The objection is that it is too easy, and thus there is no tactics to it. You learn it from someone on a message board, and then blindly apply it. That feels unrealistic by any standard but gaming. Various "just roleplay it" arguments are there because people want the opponents to fight more like they would if focus fire gave an advantage, but not always one that is worth pursuing. That's fine if all you want is to simulate the battle flavor. If, however, you want to give more tactical choices mechanically, then who to focus fire on, how much, etc. becomes interesting.

Some of the techniques being discussed here might not work as well. The ones that will make focus fire less of an issue will do so partly by not giving an advantage to ranged and magical classes. When a wizard gets engaged, he will need to stay on one of the foes that has him engaged--or suffer extra damage, attacks, etc. from that foe. If a friend can help the wizard out, that makes the foe engaged by the friend, and gives the wizard some options.

It's also a way to make raw numbers have meaning without artificially inflating the stats of lower-powered numbers. A tribe of goblins is a threat because the party can't engage them all at the same time. A lot of goblins are getting an extra boost. But if the party can constrain the approach of the goblins, they remove this ability. That dynamic has always been there, of course, but some kind of engagement rules heightens it considerably.

## Entries provided
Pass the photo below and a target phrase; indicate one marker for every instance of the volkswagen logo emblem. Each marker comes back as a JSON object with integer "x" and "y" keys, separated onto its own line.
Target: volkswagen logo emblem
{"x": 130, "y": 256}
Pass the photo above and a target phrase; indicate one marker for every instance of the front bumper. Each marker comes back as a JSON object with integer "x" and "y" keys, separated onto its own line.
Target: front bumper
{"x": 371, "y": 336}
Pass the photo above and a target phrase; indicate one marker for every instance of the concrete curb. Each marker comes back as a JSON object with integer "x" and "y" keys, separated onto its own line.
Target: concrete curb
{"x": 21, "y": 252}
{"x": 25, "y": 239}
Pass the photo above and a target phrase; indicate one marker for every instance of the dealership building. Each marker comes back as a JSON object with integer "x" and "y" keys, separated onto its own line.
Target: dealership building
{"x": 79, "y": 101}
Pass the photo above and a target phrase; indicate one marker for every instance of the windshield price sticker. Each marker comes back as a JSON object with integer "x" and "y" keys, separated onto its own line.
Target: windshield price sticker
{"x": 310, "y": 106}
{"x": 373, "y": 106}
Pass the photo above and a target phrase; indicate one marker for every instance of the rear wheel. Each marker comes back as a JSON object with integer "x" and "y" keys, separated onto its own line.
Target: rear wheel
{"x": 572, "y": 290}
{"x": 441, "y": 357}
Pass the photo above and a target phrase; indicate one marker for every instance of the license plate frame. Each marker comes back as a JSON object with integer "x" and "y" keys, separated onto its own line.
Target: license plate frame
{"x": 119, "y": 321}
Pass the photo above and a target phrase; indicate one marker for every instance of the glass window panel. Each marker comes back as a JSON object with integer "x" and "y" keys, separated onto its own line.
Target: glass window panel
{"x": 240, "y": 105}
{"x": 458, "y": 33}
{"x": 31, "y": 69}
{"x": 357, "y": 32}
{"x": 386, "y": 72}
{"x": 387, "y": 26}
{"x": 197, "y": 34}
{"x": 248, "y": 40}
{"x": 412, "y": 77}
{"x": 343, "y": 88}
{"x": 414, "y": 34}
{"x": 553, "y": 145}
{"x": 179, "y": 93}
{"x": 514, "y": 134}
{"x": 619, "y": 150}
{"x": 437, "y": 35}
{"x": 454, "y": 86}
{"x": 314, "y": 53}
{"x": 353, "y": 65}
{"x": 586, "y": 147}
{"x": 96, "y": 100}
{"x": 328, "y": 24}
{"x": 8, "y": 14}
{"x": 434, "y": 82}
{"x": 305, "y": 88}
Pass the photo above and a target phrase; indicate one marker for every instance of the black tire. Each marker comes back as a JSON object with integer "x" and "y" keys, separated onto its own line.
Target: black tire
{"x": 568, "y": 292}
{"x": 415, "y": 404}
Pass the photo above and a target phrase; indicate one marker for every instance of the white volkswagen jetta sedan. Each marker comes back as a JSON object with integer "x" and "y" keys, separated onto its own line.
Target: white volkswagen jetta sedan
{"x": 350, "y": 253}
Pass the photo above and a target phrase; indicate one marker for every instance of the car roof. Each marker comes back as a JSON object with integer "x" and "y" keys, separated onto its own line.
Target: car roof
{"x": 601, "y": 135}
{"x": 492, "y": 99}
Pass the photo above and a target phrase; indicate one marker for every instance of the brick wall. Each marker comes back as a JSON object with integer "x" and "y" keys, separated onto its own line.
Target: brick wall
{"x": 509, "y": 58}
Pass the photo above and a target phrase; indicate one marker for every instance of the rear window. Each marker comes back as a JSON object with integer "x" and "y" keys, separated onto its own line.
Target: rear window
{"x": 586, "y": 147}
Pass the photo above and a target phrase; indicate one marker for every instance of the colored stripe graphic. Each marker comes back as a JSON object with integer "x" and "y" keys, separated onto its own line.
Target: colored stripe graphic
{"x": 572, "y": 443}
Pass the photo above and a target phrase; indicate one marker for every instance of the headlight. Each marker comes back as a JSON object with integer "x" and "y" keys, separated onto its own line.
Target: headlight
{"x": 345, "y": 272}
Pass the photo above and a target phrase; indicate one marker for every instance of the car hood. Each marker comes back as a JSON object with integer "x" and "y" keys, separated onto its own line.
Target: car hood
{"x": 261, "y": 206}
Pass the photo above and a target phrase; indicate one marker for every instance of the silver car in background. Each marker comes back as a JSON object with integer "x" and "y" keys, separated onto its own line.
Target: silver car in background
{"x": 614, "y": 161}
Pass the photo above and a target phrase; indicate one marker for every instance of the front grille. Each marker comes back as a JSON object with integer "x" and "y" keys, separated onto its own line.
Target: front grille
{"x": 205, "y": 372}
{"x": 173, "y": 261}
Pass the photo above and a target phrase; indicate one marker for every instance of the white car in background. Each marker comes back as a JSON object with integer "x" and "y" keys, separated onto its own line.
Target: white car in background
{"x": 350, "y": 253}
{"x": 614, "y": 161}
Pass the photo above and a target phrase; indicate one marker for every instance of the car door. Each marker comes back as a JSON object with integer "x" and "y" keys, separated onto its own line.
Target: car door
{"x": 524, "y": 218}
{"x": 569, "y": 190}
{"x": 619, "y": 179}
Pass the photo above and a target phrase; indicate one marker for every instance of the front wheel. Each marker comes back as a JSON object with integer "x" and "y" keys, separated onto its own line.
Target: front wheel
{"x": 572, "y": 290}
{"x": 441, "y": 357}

* * *

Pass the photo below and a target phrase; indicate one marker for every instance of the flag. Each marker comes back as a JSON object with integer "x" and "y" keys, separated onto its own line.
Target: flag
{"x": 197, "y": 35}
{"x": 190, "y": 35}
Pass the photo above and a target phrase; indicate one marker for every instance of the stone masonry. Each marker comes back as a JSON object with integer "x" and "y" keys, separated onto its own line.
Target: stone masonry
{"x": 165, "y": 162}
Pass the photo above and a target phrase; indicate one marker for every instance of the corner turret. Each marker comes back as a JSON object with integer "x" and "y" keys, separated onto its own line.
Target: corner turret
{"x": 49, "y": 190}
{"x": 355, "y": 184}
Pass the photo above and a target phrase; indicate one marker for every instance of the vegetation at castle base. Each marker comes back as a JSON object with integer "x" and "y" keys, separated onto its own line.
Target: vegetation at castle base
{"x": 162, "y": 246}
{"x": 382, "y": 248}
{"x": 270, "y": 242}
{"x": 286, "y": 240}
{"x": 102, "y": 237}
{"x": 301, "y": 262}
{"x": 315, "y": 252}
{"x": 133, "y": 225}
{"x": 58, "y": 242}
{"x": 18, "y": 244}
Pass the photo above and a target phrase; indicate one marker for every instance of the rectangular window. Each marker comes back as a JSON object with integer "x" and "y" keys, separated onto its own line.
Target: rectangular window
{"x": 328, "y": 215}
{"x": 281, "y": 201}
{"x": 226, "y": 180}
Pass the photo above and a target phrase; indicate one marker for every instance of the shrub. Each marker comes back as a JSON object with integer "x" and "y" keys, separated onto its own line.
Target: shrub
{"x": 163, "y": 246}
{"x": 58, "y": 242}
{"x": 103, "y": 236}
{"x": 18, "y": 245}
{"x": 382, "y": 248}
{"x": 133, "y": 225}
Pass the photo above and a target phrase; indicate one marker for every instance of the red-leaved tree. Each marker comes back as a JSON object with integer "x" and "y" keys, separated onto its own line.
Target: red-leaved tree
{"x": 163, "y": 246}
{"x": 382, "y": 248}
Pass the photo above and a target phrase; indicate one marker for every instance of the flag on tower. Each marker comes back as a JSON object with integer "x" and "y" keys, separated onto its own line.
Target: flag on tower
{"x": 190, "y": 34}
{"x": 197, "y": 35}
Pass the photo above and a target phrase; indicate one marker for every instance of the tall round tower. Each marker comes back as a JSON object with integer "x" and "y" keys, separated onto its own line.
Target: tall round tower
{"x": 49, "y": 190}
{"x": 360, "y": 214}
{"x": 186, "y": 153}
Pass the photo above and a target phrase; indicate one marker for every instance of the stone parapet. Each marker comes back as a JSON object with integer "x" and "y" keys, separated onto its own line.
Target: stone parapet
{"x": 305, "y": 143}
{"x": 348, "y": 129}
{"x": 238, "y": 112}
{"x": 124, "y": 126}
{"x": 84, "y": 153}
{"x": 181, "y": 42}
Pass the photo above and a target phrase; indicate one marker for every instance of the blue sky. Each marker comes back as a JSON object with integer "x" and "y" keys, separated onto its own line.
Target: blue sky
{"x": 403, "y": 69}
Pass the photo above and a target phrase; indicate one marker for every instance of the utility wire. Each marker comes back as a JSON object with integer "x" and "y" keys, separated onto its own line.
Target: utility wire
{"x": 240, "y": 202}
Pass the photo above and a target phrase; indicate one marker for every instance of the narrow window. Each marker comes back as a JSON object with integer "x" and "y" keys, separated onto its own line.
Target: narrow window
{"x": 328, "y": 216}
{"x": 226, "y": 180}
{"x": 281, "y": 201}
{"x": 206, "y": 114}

## Requests
• A. Rewrite the passage on focus fire and engagement, starting with "Some of the" and going on through "heightens it considerably.", with "wizard" changed to "sorcerer".
• B. Count how many lines of the records contain the string "shrub", and give only the number.

## Answers
• A.
Some of the techniques being discussed here might not work as well. The ones that will make focus fire less of an issue will do so partly by not giving an advantage to ranged and magical classes. When a sorcerer gets engaged, he will need to stay on one of the foes that has him engaged--or suffer extra damage, attacks, etc. from that foe. If a friend can help the sorcerer out, that makes the foe engaged by the friend, and gives the sorcerer some options.

It's also a way to make raw numbers have meaning without artificially inflating the stats of lower-powered numbers. A tribe of goblins is a threat because the party can't engage them all at the same time. A lot of goblins are getting an extra boost. But if the party can constrain the approach of the goblins, they remove this ability. That dynamic has always been there, of course, but some kind of engagement rules heightens it considerably.

• B. 2